Questions to answer
1/ Reproduce the passage on deep learning for exfoliative cytodiagnosis word for word, everything from "Exfoliative cytology has" down to "operator-independent diagnostic approaches.".
2/ Answer these questions about the passage on deep learning for exfoliative cytodiagnosis:
(a) Which two artifacts are named as compromising the diagnostic accuracy of exfoliative cytology?
(b) What kind of camera is routinely used to take clinical photographs of lesions in oral surgery?
(c) Besides differences in lighting conditions, what two reasons are given for these photographs being generally unsuitable for image analysis?
3/ Extend the passage on deep learning for exfoliative cytodiagnosis, picking up right after its last sentence.

Quoted passage
___

The development of alternative exam method for exfoliative cytodiagnosis by deep learning

Exfoliative cytology has long been regarded as a useful screening examination in oral medicine because it is simple to perform, minimally invasive, and imposes little burden on patients. Early detection of oral mucosal disorders, particularly oral precancerous and cancerous lesions, is critical for improving treatment outcomes and survival. However, the reliability of exfoliative cytology remains limited. Diagnostic accuracy is often compromised by artifacts such as blood and saliva, as well as variability in the number and quality of collected cells, which largely depend on the operator’s technique. These limitations have hindered its widespread clinical adoption, underscoring the need for more consistent and operator-independent diagnostic approaches.

In the field of oral surgery, clinical photographs of lesions are routinely obtained using single- lens reflex cameras for medical records. Such images are readily available and reflect real- world clinical practice, but they are generally unsuitable for image analysis due to the lack of standardization, differences in lighting conditions, and, in some cases, the use of mirrors during capture. Despite these challenges, we hypothesized that advances in deep learning could enable the extraction of clinically relevant information from these non-standardized images, thereby providing a novel diagnostic pathway.

___

Recorded information
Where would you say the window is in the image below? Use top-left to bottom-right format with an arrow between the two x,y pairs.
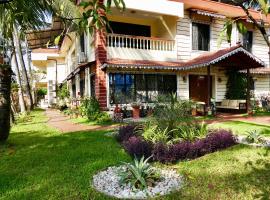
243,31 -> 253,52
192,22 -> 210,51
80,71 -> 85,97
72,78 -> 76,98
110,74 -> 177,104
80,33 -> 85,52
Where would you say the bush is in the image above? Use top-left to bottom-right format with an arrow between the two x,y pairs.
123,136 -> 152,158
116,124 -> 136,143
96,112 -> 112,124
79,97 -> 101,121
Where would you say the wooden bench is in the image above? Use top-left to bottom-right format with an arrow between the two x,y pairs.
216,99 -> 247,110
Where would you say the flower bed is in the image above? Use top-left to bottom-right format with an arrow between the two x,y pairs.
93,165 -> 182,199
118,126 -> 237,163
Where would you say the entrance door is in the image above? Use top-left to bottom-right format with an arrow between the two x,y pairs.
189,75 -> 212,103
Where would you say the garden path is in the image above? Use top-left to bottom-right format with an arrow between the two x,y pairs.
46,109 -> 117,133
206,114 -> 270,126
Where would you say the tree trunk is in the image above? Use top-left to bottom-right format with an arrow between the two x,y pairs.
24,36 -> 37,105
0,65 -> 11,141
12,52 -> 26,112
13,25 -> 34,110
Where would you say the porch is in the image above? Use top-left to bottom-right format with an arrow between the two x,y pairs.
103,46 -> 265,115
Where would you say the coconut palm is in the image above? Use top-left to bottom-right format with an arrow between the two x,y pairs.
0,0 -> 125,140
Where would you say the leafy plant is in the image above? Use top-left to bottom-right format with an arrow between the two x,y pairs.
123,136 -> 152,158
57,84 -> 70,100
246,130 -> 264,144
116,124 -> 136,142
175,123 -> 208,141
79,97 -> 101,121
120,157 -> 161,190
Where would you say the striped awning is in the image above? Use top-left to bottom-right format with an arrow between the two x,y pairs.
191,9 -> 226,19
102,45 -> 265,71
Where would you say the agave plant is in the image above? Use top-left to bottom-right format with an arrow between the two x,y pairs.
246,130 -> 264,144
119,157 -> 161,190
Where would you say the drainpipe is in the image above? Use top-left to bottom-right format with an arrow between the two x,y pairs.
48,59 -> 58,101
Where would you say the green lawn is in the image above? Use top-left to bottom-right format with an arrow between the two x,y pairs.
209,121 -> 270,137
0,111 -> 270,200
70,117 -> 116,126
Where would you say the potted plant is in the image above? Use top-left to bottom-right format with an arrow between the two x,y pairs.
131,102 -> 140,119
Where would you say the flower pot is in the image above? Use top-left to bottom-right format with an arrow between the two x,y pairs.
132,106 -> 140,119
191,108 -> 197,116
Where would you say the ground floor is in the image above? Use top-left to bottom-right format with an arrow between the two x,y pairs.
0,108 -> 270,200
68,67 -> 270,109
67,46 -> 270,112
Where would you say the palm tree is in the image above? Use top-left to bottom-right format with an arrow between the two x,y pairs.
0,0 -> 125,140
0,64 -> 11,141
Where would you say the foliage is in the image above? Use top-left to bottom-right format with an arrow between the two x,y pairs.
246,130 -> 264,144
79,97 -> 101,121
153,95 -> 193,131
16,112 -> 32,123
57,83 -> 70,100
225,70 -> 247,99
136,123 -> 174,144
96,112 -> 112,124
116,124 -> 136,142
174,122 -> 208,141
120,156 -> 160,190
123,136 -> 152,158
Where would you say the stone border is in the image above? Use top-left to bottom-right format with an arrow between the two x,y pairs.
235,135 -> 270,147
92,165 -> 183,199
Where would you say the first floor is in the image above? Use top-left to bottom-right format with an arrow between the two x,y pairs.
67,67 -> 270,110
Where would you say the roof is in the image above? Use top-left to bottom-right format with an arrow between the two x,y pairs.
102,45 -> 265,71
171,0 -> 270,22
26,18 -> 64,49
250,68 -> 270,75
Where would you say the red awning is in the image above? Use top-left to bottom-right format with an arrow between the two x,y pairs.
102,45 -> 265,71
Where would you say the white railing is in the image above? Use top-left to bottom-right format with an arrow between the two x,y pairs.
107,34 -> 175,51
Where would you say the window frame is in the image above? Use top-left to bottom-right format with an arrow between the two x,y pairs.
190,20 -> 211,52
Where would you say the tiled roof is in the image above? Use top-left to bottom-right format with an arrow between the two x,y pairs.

___

Written answers
1/
Exfoliative cytology has long been regarded as a useful screening examination in oral medicine because it is simple to perform, minimally invasive, and imposes little burden on patients. Early detection of oral mucosal disorders, particularly oral precancerous and cancerous lesions, is critical for improving treatment outcomes and survival. However, the reliability of exfoliative cytology remains limited. Diagnostic accuracy is often compromised by artifacts such as blood and saliva, as well as variability in the number and quality of collected cells, which largely depend on the operator’s technique. These limitations have hindered its widespread clinical adoption, underscoring the need for more consistent and operator-independent diagnostic approaches.

2/
(a) Blood and saliva.
(b) Single-lens reflex cameras.
(c) The lack of standardization and, in some cases, the use of mirrors during capture.

3/
In this study, we developed a convolutional neural network (CNN)-based deep learning model to predict cytological atypia directly from general clinical photographs. The model was trained to classify cytological atypia into five categories: Class I (normal), Class II (atypical), Class III (intermediate), Class IV (suggestive of cancer), and Class V (positive cancer). The model achieved strong diagnostic performance, with an accuracy of 0.9487, recall of 0.9454, precision of 0.9566, F1-score of 0.9504, and mean AUC of 0.9950. These results demonstrate that deep learning applied to routine clinical photographs can achieve high accuracy and reliability, independent of operator technique. In conclusion, this approach may serve as a non-invasive and practical diagnostic aid for oral mucosal disorders. By leveraging images that are already collected in routine practice, it has the potential to expand access to early detection and support clinical decision-making in oral healthcare.